■ **LIST OF TASKS**
a - In the Telangana power planning text, which two sources was the massive capacity addition based on?
b - Sum up the Telangana power planning text in two sentences.

Massive capacity addition was planned in the newly formed Telangana state on the basis of an Energy Task Force Report (2014) and Power For All (PFA) initiative (2015). PFA plans for demand growth and capacity addition for FY15-FY19 were extremely ambitious, as can be seen in Table 1. Compounded Annual Growth Rate (CAGR) is for the period from FY15 to FY19.
Table 1. Ambitious demand projections
Demand parameter | Unit | FY19 | CAGR (%) |
Energy PFA | BU | 106 | 20 |
Energy CEA | BU | 68 | 12 |
Energy Actual | BU | 64 | 9 |
Peak demand PFA | GW | 19 | 23 |
Peak demand CEA | GW | 11 | 16 |
Peak demand Actual | GW | 11 | 12 |
Source: Prayas (Energy Group) compilation based on PFA agreement, Annual reports of TS DISCOMs (FY15-19), 19th EPS of CEA, SRLDC 4th quarterly report FY19.
These projections were made without any detailed public consultations. It can be seen from Table 1 that projections from the state’s PFA document were much higher than the Central Electricity Authority’s (CEA) projections or the actual energy CAGR of 9% for the previous five years, FY09 to FY14.

■ **EXCERPTED RECORDS**
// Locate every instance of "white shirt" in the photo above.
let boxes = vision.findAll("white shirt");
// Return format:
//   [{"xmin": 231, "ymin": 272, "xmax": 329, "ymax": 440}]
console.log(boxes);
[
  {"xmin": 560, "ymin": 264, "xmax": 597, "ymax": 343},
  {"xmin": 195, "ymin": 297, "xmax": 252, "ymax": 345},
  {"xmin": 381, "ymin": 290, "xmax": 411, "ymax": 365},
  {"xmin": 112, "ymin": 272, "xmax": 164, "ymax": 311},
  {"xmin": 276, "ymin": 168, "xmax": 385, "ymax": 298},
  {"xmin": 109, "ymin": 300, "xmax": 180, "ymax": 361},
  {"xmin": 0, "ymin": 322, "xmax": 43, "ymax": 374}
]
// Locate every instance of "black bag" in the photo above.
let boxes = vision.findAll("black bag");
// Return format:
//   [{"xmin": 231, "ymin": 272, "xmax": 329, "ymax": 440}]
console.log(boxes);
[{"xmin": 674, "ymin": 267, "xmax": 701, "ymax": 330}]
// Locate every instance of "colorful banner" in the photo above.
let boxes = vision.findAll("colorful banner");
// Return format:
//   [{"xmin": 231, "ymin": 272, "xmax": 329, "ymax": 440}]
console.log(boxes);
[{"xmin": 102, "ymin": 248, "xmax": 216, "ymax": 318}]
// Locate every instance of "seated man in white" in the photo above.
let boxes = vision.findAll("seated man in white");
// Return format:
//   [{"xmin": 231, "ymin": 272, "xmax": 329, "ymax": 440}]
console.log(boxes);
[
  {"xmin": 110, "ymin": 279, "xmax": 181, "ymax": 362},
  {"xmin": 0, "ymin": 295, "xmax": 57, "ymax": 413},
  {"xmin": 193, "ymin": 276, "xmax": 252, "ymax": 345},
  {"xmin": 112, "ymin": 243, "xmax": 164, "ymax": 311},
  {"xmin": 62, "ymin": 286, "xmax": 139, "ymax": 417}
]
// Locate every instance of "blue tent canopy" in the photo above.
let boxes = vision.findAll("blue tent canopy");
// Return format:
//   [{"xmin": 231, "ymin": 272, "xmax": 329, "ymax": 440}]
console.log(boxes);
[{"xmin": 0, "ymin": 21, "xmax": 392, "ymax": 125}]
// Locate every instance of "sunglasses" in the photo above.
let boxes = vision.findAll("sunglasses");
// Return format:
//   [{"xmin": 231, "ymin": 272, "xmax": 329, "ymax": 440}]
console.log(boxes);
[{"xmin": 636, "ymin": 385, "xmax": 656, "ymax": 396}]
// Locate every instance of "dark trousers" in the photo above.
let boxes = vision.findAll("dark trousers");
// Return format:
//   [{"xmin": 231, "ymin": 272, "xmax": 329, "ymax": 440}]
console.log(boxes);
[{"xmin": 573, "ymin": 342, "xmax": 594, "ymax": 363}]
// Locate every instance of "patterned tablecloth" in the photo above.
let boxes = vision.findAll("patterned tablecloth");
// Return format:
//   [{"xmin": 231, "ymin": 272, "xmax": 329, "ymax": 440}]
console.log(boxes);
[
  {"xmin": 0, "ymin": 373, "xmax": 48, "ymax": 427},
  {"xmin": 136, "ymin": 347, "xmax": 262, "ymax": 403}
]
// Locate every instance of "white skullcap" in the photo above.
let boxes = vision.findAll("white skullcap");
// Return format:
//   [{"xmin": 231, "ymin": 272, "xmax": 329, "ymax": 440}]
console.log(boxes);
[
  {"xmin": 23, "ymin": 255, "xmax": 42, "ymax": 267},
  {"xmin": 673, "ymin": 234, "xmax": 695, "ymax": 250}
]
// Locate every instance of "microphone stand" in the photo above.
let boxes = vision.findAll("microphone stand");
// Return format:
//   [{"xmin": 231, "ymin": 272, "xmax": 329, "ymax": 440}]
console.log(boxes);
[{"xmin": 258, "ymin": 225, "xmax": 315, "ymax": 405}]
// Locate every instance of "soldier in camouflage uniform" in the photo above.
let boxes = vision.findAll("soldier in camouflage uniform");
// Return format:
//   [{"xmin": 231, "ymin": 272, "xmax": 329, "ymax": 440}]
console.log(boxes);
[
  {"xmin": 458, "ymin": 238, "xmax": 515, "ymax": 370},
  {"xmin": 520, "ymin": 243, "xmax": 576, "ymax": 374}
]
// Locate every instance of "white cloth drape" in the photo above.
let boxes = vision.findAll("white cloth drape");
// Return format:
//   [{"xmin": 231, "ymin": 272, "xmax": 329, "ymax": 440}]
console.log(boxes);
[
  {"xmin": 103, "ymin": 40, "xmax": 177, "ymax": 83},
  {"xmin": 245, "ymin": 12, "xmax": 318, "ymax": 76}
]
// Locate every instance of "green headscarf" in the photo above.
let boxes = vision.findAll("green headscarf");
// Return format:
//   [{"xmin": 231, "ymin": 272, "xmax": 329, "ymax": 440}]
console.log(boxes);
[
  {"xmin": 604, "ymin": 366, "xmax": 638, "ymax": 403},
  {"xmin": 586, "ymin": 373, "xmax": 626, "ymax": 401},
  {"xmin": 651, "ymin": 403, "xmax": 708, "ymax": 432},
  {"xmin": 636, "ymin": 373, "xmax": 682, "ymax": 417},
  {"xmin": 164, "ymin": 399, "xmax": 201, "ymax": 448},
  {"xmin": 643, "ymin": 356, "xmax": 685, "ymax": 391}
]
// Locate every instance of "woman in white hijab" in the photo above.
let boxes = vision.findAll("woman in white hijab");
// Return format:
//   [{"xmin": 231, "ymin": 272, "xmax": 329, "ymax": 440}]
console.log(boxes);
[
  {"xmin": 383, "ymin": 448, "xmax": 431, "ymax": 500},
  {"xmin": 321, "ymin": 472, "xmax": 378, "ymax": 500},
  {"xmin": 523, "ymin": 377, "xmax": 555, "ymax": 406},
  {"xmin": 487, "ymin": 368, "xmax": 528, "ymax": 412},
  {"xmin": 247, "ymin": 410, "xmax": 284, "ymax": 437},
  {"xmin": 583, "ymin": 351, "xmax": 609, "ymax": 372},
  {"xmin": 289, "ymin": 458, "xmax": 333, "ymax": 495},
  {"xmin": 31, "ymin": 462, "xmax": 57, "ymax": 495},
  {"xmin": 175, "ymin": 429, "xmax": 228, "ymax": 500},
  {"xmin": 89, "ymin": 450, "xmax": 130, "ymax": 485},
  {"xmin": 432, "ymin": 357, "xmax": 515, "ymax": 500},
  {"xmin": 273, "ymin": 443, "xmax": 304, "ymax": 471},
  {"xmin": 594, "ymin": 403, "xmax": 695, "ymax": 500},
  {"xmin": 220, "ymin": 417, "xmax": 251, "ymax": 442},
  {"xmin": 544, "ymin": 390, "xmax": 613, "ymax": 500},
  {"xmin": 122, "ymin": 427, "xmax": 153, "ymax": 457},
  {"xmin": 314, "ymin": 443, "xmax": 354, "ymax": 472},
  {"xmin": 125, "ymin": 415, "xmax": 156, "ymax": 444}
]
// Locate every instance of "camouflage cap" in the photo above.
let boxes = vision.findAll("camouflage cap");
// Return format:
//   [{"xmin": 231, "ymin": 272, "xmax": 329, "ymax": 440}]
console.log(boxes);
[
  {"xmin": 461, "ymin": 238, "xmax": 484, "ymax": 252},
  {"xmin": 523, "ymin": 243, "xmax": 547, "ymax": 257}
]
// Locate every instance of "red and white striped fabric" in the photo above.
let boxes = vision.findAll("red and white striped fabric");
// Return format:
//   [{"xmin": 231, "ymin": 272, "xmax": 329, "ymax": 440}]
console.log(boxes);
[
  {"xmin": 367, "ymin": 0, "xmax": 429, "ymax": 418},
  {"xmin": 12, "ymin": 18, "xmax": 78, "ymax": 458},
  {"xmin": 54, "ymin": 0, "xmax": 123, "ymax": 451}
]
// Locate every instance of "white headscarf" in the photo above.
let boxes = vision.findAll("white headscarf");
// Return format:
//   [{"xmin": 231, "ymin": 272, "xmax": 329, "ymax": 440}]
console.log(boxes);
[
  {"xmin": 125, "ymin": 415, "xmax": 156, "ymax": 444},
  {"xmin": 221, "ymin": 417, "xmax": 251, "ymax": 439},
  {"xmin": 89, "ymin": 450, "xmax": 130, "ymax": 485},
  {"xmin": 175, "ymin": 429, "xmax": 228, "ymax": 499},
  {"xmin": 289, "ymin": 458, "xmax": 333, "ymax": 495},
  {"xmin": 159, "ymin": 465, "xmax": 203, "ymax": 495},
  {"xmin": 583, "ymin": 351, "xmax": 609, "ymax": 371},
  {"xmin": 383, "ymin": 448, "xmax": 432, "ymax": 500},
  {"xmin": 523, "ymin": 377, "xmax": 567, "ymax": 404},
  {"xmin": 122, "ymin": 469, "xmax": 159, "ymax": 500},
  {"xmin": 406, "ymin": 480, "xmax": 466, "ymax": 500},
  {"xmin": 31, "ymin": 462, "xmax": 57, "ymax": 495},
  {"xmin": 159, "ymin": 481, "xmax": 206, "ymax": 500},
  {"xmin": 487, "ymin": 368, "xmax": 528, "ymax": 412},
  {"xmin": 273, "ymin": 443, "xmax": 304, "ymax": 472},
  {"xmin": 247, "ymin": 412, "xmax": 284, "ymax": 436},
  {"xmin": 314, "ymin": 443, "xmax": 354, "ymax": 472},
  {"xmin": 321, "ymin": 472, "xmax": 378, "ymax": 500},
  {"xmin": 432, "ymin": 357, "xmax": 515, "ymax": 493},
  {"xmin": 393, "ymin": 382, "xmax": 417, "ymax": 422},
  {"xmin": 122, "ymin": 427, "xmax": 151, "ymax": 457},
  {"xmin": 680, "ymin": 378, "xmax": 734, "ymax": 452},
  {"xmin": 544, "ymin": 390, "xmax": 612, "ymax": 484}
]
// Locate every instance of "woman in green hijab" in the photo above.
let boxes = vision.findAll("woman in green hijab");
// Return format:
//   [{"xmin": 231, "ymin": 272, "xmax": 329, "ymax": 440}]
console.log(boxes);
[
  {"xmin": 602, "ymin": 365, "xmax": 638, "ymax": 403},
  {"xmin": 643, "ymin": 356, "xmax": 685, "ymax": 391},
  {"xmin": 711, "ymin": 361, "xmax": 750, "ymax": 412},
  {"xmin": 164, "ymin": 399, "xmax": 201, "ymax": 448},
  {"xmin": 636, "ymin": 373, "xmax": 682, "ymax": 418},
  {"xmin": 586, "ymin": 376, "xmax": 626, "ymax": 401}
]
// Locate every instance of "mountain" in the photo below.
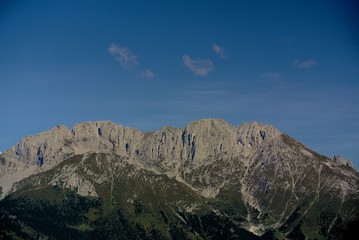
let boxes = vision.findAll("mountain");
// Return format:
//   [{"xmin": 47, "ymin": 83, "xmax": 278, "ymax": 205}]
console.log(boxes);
[{"xmin": 0, "ymin": 119, "xmax": 359, "ymax": 239}]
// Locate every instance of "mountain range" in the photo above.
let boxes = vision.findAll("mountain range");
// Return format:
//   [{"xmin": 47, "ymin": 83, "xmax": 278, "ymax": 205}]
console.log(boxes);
[{"xmin": 0, "ymin": 119, "xmax": 359, "ymax": 239}]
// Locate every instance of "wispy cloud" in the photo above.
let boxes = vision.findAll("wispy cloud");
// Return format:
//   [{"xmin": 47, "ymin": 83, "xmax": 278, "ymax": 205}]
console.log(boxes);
[
  {"xmin": 293, "ymin": 59, "xmax": 317, "ymax": 69},
  {"xmin": 107, "ymin": 43, "xmax": 139, "ymax": 68},
  {"xmin": 212, "ymin": 43, "xmax": 226, "ymax": 59},
  {"xmin": 141, "ymin": 69, "xmax": 155, "ymax": 79},
  {"xmin": 182, "ymin": 55, "xmax": 213, "ymax": 77},
  {"xmin": 261, "ymin": 72, "xmax": 282, "ymax": 81}
]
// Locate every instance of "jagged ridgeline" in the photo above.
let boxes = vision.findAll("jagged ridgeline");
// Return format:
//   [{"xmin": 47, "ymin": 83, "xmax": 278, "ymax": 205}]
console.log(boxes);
[{"xmin": 0, "ymin": 119, "xmax": 359, "ymax": 239}]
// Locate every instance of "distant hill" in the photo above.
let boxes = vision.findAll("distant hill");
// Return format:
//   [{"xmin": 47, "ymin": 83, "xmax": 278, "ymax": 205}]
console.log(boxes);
[{"xmin": 0, "ymin": 119, "xmax": 359, "ymax": 239}]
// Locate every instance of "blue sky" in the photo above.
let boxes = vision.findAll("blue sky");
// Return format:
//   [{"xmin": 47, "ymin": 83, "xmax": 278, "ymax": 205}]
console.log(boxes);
[{"xmin": 0, "ymin": 0, "xmax": 359, "ymax": 169}]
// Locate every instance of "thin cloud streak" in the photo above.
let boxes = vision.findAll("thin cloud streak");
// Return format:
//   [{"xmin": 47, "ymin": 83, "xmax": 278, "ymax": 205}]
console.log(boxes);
[
  {"xmin": 212, "ymin": 43, "xmax": 227, "ymax": 59},
  {"xmin": 182, "ymin": 55, "xmax": 213, "ymax": 77},
  {"xmin": 293, "ymin": 59, "xmax": 317, "ymax": 69},
  {"xmin": 107, "ymin": 43, "xmax": 139, "ymax": 68},
  {"xmin": 141, "ymin": 69, "xmax": 155, "ymax": 79},
  {"xmin": 261, "ymin": 72, "xmax": 282, "ymax": 81}
]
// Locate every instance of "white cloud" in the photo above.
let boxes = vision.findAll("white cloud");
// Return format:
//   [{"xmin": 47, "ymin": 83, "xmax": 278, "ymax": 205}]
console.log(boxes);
[
  {"xmin": 293, "ymin": 59, "xmax": 317, "ymax": 69},
  {"xmin": 141, "ymin": 69, "xmax": 155, "ymax": 79},
  {"xmin": 182, "ymin": 55, "xmax": 213, "ymax": 76},
  {"xmin": 212, "ymin": 43, "xmax": 226, "ymax": 59},
  {"xmin": 261, "ymin": 72, "xmax": 282, "ymax": 81},
  {"xmin": 107, "ymin": 43, "xmax": 139, "ymax": 68}
]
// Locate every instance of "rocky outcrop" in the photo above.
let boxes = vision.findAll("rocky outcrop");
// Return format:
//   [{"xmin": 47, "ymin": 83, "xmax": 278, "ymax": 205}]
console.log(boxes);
[
  {"xmin": 0, "ymin": 119, "xmax": 359, "ymax": 235},
  {"xmin": 0, "ymin": 119, "xmax": 280, "ymax": 196}
]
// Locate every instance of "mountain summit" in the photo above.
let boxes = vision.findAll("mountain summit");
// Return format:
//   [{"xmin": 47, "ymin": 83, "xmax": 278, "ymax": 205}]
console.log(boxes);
[{"xmin": 0, "ymin": 119, "xmax": 359, "ymax": 239}]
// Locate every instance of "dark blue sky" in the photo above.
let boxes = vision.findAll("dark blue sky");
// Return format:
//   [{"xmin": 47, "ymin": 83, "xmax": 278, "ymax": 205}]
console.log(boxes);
[{"xmin": 0, "ymin": 0, "xmax": 359, "ymax": 169}]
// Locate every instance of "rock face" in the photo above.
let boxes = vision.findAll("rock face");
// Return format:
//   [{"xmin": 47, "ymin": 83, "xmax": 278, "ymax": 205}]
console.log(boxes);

■ **SOLUTIONS TO EACH TASK**
a - The Energy Task Force Report (2014) and the Power For All (PFA) initiative (2015).

b - The newly formed Telangana state planned massive capacity addition based on a 2014 Energy Task Force Report and the 2015 Power For All initiative, whose demand growth and capacity plans for FY15 to FY19 were extremely ambitious. These projections were made without detailed public consultations and were much higher than the Central Electricity Authority's projections.